Supplied data:
[Start]
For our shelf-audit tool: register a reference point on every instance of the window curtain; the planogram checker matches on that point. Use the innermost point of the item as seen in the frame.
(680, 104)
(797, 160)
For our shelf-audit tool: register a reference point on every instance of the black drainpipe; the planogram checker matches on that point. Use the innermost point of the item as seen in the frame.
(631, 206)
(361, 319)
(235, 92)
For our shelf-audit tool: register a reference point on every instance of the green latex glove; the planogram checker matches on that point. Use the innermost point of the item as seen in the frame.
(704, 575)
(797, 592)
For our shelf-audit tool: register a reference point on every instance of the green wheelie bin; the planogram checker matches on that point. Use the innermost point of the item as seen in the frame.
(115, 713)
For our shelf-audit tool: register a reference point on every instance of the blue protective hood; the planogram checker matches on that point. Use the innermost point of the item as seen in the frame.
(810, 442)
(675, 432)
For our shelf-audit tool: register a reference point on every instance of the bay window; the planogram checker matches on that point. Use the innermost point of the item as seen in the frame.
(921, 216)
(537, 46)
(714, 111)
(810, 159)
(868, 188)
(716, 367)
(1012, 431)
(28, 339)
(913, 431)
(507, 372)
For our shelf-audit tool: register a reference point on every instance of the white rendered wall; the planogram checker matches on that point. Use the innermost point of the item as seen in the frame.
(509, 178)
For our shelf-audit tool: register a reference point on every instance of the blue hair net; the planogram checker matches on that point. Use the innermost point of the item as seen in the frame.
[End]
Given problem: Output every line of the data above as a JSON list of strings, one string per line, with blank lines omitted.

The answer:
[
  "For our shelf-audit tool: register a reference point on every instance of the window curtain; the planogram checker matches on that point. Use the innermost point of the item as seen in the frame.",
  "(680, 104)",
  "(797, 160)",
  "For our shelf-audit tool: register a reference point on every instance of the black drainpipe; the planogram checker matches on that point. Use the innermost point of the item as seen in the frame.",
  "(631, 206)",
  "(361, 319)",
  "(235, 92)",
  "For our shelf-audit tool: register a reference point on every instance of the green latex glove; the planogram checker matches on that point. Use the innermost point of the item as seen in the frame.",
  "(704, 575)",
  "(797, 592)",
  "For our shelf-audit tool: register a reference point on every instance of the green wheelie bin; the planogram checker matches on that point. Use the innermost point of the item as seen in the frame.",
  "(115, 713)",
  "For our shelf-audit tool: register a reference point on every instance of the blue protective hood; the planogram checker matches on that point. Use the innermost point of the item as seen in the frame.",
  "(810, 442)",
  "(675, 432)",
  "For our shelf-audit tool: register a reference point on every instance of the bay window; the planogram checker matches on that point. Use the innermost point of the item as seen in the frame.",
  "(921, 216)",
  "(537, 46)",
  "(714, 111)",
  "(810, 159)",
  "(868, 188)",
  "(716, 367)",
  "(1012, 431)",
  "(28, 339)",
  "(913, 431)",
  "(507, 372)",
  "For our shelf-audit tool: register a reference point on every instance of the white rendered wall; the planogram checker matches on that point. Use the innermost point of the item as seen in the frame.",
  "(509, 178)",
  "For our shelf-audit tool: register a reference point on every instance of the blue hair net; the planogram checker matches on that point. Use the innermost point of the item as seen in the frame."
]